Material shown:
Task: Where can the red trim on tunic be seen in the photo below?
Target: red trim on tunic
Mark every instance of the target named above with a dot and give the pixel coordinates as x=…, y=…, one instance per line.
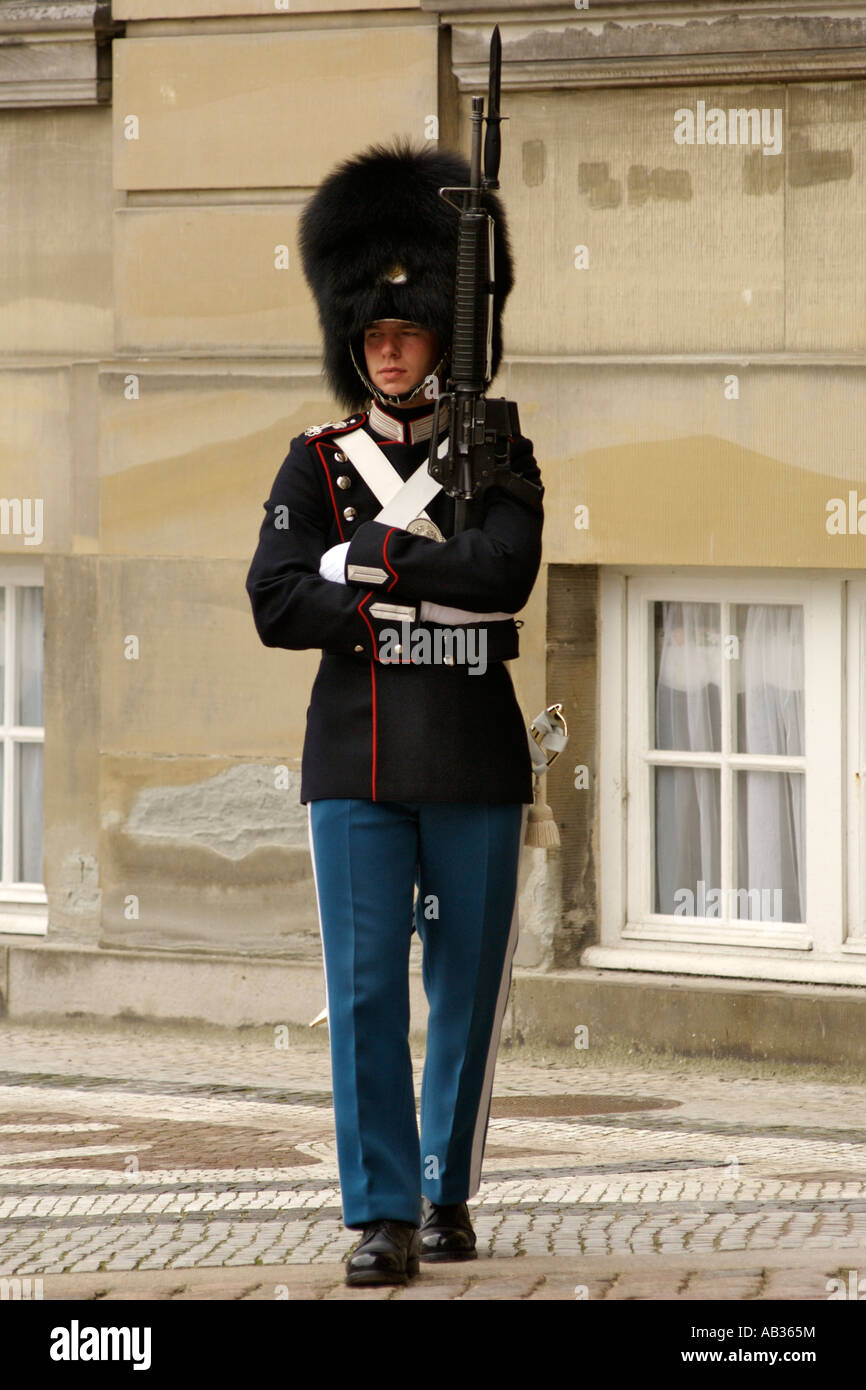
x=360, y=608
x=331, y=491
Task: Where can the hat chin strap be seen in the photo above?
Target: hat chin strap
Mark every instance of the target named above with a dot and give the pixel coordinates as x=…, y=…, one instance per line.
x=406, y=395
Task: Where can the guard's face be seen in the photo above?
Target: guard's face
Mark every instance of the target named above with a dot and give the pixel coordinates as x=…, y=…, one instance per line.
x=399, y=355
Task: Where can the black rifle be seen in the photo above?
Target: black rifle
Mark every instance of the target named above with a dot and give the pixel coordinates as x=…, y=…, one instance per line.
x=481, y=427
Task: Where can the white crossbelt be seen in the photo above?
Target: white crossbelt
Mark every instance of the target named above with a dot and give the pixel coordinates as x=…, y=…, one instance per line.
x=402, y=501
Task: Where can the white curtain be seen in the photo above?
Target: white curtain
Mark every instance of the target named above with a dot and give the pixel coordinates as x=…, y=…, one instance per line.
x=769, y=808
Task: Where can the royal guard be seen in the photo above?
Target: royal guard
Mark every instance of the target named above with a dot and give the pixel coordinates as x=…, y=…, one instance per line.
x=416, y=766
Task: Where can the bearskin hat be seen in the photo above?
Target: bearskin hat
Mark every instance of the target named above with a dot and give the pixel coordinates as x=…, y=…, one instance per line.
x=378, y=242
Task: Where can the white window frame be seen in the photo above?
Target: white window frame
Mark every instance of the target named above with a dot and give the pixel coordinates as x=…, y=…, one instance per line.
x=820, y=950
x=22, y=905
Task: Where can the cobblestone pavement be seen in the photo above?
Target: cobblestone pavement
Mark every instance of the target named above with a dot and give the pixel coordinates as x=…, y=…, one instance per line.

Work to be completed: Pictures stay out; reproduce every line of the records exactly.

The solution:
Task: Where can the red trim on tunic be seen in the photo below?
Target: red trim on tunic
Mark every instance of the target named above with a dot and give the pixel coordinates as x=…, y=…, one instance per line.
x=360, y=608
x=331, y=491
Task: Where can the hat chin strap be seen in the photo above?
Target: hat chin strap
Mark every instance of the target named above with a dot and give the pixel coordinates as x=…, y=…, one instance per line.
x=406, y=395
Task: Where can the guard's face be seen in the photo above?
Target: guard's face
Mark every instance of the target named above with a dot and give the pixel coordinates as x=…, y=…, one instance per line.
x=399, y=355
Task: Where can the black rifle be seen in the photo above?
Target: black rifle
Mark every instance of the target named above with a dot and give the pixel coordinates as x=…, y=…, one instance per line.
x=481, y=427
Task: Where can the white crossbelt be seen in the photo above?
Target: white crossbelt
Mark every instance of the target named above with a dot and give the pixel coordinates as x=…, y=…, one instance per line.
x=402, y=501
Task: Where can the white curtain be seen in the photo above?
Target: white curtain
Mark every instance of the target named above with a dot and give the pixel coordinates as x=…, y=…, one instance per line.
x=769, y=808
Task: Where can the royal guard be seen in the photo above?
Target: royal guard
Mark every instance of the target named above with a dot and give the pixel coordinates as x=…, y=…, one instance per line.
x=416, y=766
Task: Where can the bearskin hat be seen in the photo above?
Target: bearskin hat
Mark every instance of the target named above with a dot and give the pixel coordinates as x=…, y=…, one instance per line.
x=378, y=242
Task: Where can the white window frame be seen in the photo above?
Target: white window frame
Mark every instance of the target named above with a dot and give the pixel coordinates as x=…, y=…, one instance per line.
x=820, y=950
x=22, y=905
Task: Where can the cobblestone pavement be seen in the photo above?
Target: cobblestone pavement
Mark every instance of the target named above with a dot and give the pixel coordinates as x=…, y=…, one instance per line.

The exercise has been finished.